▸ **Assigned task**:
Restate word for word the span that opens with the line containing "Reviewer note: every instance of the woman's right" and closes with the final line of the data; give only those lines.
┌─ Source data
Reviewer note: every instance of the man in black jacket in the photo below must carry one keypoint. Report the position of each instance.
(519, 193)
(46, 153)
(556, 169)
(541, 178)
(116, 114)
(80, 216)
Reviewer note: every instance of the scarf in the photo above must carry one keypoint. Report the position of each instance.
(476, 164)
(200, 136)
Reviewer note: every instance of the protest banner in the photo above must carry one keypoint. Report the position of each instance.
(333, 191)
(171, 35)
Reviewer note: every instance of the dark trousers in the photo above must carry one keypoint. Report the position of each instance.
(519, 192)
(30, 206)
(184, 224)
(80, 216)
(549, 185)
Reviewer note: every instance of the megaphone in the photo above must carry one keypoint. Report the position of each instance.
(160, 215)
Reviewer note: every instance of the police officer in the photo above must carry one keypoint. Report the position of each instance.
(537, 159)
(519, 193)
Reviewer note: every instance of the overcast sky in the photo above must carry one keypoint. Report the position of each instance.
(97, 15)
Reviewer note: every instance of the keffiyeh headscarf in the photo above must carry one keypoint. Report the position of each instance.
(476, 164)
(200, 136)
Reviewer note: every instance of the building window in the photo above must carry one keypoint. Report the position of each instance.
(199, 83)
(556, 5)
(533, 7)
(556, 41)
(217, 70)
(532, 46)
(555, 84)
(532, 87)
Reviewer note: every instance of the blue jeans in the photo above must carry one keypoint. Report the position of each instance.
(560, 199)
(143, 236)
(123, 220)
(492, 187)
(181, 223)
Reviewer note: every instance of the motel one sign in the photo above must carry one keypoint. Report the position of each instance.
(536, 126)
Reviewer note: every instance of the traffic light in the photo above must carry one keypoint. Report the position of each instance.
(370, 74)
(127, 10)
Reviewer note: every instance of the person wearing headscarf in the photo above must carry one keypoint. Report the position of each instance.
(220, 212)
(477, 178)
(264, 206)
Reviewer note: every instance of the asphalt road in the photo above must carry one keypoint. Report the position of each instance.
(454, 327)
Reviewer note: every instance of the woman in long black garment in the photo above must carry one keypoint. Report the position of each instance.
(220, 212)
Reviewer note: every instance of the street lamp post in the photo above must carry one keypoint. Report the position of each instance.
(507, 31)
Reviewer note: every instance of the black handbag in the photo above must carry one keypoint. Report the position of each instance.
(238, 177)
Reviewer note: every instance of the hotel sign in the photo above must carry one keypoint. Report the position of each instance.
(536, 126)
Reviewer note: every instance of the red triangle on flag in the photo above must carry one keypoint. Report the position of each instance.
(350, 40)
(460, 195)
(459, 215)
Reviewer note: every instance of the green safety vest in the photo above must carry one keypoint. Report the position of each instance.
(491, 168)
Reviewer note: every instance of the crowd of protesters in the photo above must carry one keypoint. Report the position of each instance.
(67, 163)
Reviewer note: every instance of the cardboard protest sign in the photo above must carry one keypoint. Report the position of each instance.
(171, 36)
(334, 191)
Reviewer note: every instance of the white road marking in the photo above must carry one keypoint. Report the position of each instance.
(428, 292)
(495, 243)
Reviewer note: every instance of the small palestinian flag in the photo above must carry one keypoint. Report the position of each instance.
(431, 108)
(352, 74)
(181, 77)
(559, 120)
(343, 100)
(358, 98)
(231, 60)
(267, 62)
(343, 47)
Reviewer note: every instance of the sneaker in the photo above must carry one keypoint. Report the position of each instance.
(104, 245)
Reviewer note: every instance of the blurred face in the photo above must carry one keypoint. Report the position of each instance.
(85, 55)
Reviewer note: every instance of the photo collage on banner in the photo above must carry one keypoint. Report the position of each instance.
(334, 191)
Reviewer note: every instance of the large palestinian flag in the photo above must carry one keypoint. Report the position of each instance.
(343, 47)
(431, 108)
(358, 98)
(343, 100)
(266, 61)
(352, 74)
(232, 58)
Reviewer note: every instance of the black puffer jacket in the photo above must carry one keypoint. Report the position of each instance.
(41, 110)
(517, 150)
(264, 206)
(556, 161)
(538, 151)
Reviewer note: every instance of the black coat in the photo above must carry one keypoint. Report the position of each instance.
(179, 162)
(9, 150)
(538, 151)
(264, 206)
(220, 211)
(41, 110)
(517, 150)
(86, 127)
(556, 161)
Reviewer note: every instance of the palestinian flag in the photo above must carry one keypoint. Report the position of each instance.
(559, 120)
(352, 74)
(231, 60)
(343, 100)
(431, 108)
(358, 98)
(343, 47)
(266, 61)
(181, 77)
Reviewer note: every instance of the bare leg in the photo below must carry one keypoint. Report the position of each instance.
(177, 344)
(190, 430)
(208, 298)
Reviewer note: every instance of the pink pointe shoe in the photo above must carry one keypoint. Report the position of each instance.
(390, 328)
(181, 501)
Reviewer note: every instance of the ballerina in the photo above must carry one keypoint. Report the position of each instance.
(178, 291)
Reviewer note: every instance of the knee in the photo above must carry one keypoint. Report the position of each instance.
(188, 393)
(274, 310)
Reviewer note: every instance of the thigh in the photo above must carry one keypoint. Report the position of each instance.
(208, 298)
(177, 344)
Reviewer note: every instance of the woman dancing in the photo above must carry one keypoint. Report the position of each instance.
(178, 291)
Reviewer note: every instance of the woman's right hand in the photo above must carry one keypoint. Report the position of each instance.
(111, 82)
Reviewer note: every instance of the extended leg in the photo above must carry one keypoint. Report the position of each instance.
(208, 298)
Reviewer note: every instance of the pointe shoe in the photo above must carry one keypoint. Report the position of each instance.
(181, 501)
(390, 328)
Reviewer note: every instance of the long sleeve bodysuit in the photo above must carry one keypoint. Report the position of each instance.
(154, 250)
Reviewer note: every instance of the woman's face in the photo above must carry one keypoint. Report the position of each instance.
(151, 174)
└─
▸ **Response to this exercise**:
Reviewer note: every instance of the woman's right hand in the photo above must carry one keypoint. Report the position of each instance.
(111, 82)
Reviewer note: every instance of the extended leg in the photo above must carry one keypoint. Report the position of each instance.
(208, 298)
Reviewer note: every instance of the pointe shoe in the photo above must carry one keypoint. Report the position of each instance.
(181, 501)
(390, 328)
Reviewer note: every instance of the long sleeve bodysuit in the photo above must carry one keypoint. Report the position of each instance.
(154, 250)
Reviewer note: every instance of the woman's face in the photo above must carry one keypoint. Report the position of each instance.
(151, 174)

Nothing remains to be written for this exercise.